### TASK BRIEF
Start to finish, print the entries exactly, and carry none of the pictures over.

### THE RECORDS
^^^^^^^^^^^^^^^^

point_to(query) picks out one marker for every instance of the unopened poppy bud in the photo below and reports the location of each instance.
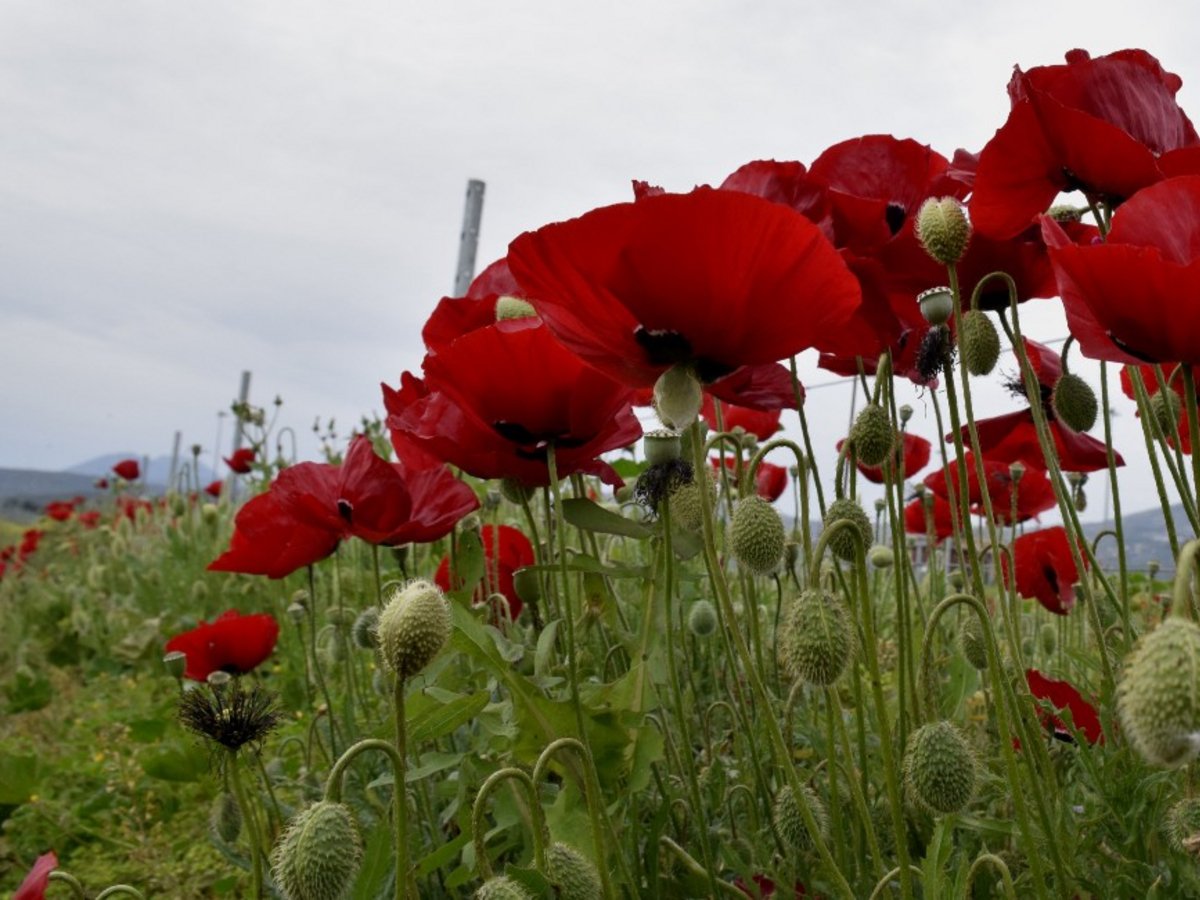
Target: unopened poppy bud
(573, 875)
(661, 445)
(678, 397)
(817, 641)
(757, 535)
(514, 307)
(702, 618)
(364, 629)
(225, 817)
(318, 856)
(502, 887)
(881, 557)
(940, 768)
(843, 543)
(936, 305)
(413, 628)
(873, 436)
(1158, 697)
(1074, 402)
(515, 491)
(978, 342)
(175, 664)
(789, 819)
(943, 229)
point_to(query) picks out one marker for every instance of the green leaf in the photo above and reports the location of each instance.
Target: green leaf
(18, 778)
(591, 516)
(442, 719)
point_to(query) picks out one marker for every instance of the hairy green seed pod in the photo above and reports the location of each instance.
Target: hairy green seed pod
(364, 629)
(940, 768)
(843, 543)
(943, 229)
(573, 874)
(1158, 697)
(503, 888)
(514, 307)
(1182, 826)
(978, 342)
(318, 855)
(678, 397)
(757, 535)
(789, 820)
(225, 817)
(1167, 408)
(972, 641)
(873, 435)
(1074, 402)
(413, 628)
(702, 618)
(817, 641)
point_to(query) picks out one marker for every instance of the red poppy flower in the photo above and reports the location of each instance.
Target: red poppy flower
(496, 399)
(505, 550)
(915, 517)
(129, 469)
(1063, 695)
(1045, 569)
(37, 881)
(233, 643)
(713, 279)
(59, 510)
(1035, 493)
(1096, 125)
(916, 457)
(1182, 438)
(753, 421)
(241, 461)
(311, 508)
(1137, 297)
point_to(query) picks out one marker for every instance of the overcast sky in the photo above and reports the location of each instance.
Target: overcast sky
(190, 190)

^^^^^^^^^^^^^^^^

### REPLY
point_to(query) picks out one marker for every instance of the unopened poppy bud in the photo below and reports the location of each instance.
Target: unopened poppy bud
(573, 875)
(661, 445)
(678, 397)
(817, 641)
(757, 535)
(514, 307)
(702, 618)
(364, 629)
(225, 817)
(318, 856)
(502, 887)
(881, 557)
(940, 768)
(843, 543)
(936, 305)
(413, 628)
(873, 436)
(1158, 697)
(1074, 402)
(515, 491)
(978, 342)
(175, 664)
(789, 819)
(943, 229)
point_to(query) picks out one marker for every instance of the green leaf in the photo above and reports the location of each instance.
Target: green leaf
(18, 778)
(591, 516)
(442, 719)
point_to(query) picks out one marker for every instance of the hairy green seed pod in the photo above and reports the location of each instance.
Target: hairy green seed pod
(364, 629)
(940, 768)
(843, 543)
(943, 229)
(573, 874)
(1158, 697)
(503, 888)
(514, 307)
(1182, 826)
(978, 342)
(318, 855)
(678, 397)
(757, 535)
(789, 820)
(225, 817)
(1167, 408)
(972, 641)
(873, 435)
(1074, 402)
(413, 628)
(702, 618)
(817, 641)
point_to(query) picks out one marker for every instance of the red poppy flower in the photo above and reports the location of each instance.
Target: red poppy flower
(496, 399)
(505, 550)
(915, 517)
(129, 469)
(1063, 695)
(1045, 569)
(37, 881)
(233, 643)
(713, 279)
(59, 510)
(1035, 493)
(1096, 125)
(916, 457)
(1182, 438)
(753, 421)
(241, 461)
(311, 508)
(1137, 297)
point_to(query) picks out one marker for every instance of the overcast sky in the photo above and reports the location of each instance.
Target: overcast sky
(190, 190)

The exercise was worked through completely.